### Excerpted text
================

Scammers may use business email compromise (BEC) techniques to induce high-value victims, particularly chief executive officers (CEOs) and other corporate officers, to approve fraudulent wire transfers.

In some cases, the scammer poses as the CEO or other corporate officers in order to persuade employees to make financial transfers.

Because of the potentially high returns, scammers are willing to spend more time and effort developing these cyber-scams.

Scammers frequently use social media platforms such as Facebook, Twitter, and LinkedIn to gather personal information about their victims in order to make the whaling phishing scam appear more credible.

Ways to Avoid Whaling Scams

Whaling scam require a combination of employee security awareness, data detection policy, and infrastructure. The following are some best practises for preventing whaling:

1. Employee Education

To prevent any type of cybersecurity threat, every employee must accept responsibility for safeguarding the company’s assets. In the case of whaling phishing, all employees must be trained on how to recognise these scams.

================

### Supplied data
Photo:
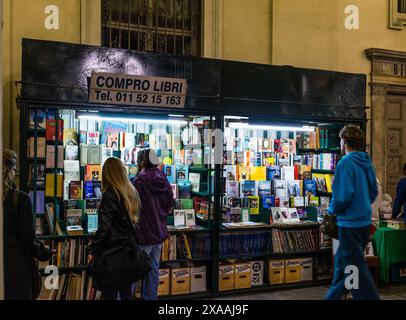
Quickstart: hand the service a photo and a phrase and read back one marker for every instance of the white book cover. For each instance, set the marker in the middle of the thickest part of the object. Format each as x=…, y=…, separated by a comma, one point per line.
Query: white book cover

================

### Written task
Reproduce the passage on whaling scams in full, word for word. The material above is separate from the passage on whaling scams.

### Answer to this exercise
Scammers may use business email compromise (BEC) techniques to induce high-value victims, particularly chief executive officers (CEOs) and other corporate officers, to approve fraudulent wire transfers.

In some cases, the scammer poses as the CEO or other corporate officers in order to persuade employees to make financial transfers.

Because of the potentially high returns, scammers are willing to spend more time and effort developing these cyber-scams.

Scammers frequently use social media platforms such as Facebook, Twitter, and LinkedIn to gather personal information about their victims in order to make the whaling phishing scam appear more credible.

Ways to Avoid Whaling Scams

Whaling scam require a combination of employee security awareness, data detection policy, and infrastructure. The following are some best practises for preventing whaling:

1. Employee Education

To prevent any type of cybersecurity threat, every employee must accept responsibility for safeguarding the company’s assets. In the case of whaling phishing, all employees must be trained on how to recognise these scams.